__TEXTAUSZUG__.
■ ■ ■ ■

Die Tempel von Abu Simbel liegen am Westufer des Nils. (Bildnachweis: WitR )

Die Stätte von Abu Simbel ist eine der bekanntesten antiken Stätten in Ägypten. 3.000 Jahre lang lag sie am Westufer des Nils, zwischen dem ersten und zweiten Nilkatarakt. In einer bemerkenswerten technischen Meisterleistung wurde der Tempelkomplex jedoch abgebaut und auf einem höheren Hügel wieder aufgebaut, um Platz für den Assuan-Hochdamm in den 1960er Jahren zu schaffen.

Erbaut im Jahr 1244 v. Chr., enthält Abu Simbel zwei Tempel, die in einen Berghang gehauen wurden. Der größere der beiden Tempel beherbergt an seinem Eingang vier kolossale Statuen des sitzenden Pharaos Ramses II. (1303-1213 v. Chr.), die jeweils etwa 21 Meter hoch sind. Der Eingang des Tempels wurde so gebaut, dass an zwei Tagen im Jahr, dem 22. Oktober und dem 22. Februar, Sonnenlicht in das innere Heiligtum scheint und drei auf einer Bank sitzende Statuen beleuchtet, darunter eine des Pharaos. Historiker glauben, dass diese Daten seine Krönung und Geburt markieren. Tausende von Touristen strömen zu den Tempeln, um das Phänomen zu beobachten und an den Feierlichkeiten teilzunehmen.

Außerdem gibt es in Abu Simbel einen zweiten, kleineren Tempel, der möglicherweise für Königin Nefertari gebaut wurde. An seiner Fassade befinden sich zwei Statuen der Königin und vier des Pharaos, die jeweils etwa 10 Meter hoch sind. Jede steht zwischen Strebepfeilern, die mit Hieroglyphen beschriftet sind.

Während die Stätte von einem ägyptischen Herrscher erbaut wurde und im heutigen Ägypten liegt, wurde der Ort, an dem sie sich befand, in der Antike als Teil von Nubien betrachtet, einem Territorium, das zeitweise unabhängig vom alten Ägypten war.

■ ■ ■ ■

__GEGEBENE AUFGABE A__.
Fasse im Text über Abu Simbel den Absatz, der mit „Außerdem gibt es in Abu Simbel“ beginnt, kürzer als Stichpunktliste zusammen und behalte dabei seine wichtigsten Fakten bei.

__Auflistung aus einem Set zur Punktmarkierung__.
■ ■ ■ ■

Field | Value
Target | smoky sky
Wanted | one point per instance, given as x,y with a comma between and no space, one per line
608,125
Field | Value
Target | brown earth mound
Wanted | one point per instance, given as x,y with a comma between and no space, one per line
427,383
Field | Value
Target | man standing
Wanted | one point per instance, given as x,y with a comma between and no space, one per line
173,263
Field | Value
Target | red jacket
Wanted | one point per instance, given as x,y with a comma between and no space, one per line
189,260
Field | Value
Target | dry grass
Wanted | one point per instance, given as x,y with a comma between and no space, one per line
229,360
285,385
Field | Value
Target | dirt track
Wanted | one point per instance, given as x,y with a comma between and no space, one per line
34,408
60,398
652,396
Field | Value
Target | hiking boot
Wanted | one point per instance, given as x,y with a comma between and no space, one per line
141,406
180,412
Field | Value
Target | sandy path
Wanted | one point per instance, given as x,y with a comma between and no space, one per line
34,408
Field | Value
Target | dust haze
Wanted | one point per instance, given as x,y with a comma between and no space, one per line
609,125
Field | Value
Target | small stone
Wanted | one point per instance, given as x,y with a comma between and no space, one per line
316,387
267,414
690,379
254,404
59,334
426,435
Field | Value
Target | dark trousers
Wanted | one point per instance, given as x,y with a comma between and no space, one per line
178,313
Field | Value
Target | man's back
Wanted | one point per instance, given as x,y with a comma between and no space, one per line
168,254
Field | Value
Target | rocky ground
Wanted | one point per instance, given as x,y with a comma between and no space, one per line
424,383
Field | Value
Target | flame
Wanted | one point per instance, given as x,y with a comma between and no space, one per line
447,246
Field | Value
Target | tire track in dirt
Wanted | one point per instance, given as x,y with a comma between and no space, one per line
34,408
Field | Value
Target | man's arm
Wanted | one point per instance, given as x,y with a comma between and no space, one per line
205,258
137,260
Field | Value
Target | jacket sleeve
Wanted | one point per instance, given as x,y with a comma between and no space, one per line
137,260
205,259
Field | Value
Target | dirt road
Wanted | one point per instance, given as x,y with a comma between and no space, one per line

■ ■ ■ ■

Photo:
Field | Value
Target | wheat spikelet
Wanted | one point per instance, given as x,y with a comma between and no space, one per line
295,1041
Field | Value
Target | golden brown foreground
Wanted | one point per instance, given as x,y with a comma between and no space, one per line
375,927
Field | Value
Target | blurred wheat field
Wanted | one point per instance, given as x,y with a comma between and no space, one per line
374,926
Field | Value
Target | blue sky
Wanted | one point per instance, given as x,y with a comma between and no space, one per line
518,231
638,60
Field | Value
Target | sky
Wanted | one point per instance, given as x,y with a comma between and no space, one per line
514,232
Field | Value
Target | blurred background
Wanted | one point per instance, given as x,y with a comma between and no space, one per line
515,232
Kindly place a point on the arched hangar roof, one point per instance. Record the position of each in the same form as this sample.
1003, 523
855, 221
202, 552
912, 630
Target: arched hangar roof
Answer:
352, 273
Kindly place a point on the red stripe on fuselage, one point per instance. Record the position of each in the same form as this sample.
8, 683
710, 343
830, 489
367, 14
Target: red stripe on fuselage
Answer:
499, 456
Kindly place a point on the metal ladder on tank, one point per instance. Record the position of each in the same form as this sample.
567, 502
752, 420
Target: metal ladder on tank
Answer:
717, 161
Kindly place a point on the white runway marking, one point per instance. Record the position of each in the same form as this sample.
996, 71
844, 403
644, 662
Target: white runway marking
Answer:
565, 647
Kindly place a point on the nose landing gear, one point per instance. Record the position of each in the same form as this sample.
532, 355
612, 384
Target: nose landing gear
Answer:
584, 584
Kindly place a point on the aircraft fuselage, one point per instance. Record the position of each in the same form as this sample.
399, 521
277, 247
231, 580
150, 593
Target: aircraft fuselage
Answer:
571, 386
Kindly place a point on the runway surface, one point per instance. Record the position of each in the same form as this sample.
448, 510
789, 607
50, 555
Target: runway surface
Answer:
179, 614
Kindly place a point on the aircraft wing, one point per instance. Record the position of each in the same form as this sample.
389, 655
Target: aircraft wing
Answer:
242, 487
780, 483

■ ■ ■ ■

__GEGEBENE AUFGABE B__.
Nenne jede Zeile der Auflistung oben, in der die Zeichenfolge "dirt" vorkommt, und gib sie vollständig wieder.

__AUSGEARBEITETE LÖSUNG A__.
- Zweiter, kleinerer Tempel in Abu Simbel, möglicherweise für Königin Nefertari gebaut
- Fassade mit zwei Statuen der Königin und vier des Pharaos, jeweils etwa 10 Meter hoch
- Jede Statue steht zwischen Strebepfeilern mit Hieroglypheninschriften

__AUSGEARBEITETE LÖSUNG B__.
Target | dirt track
Target | tire track in dirt
Target | dirt road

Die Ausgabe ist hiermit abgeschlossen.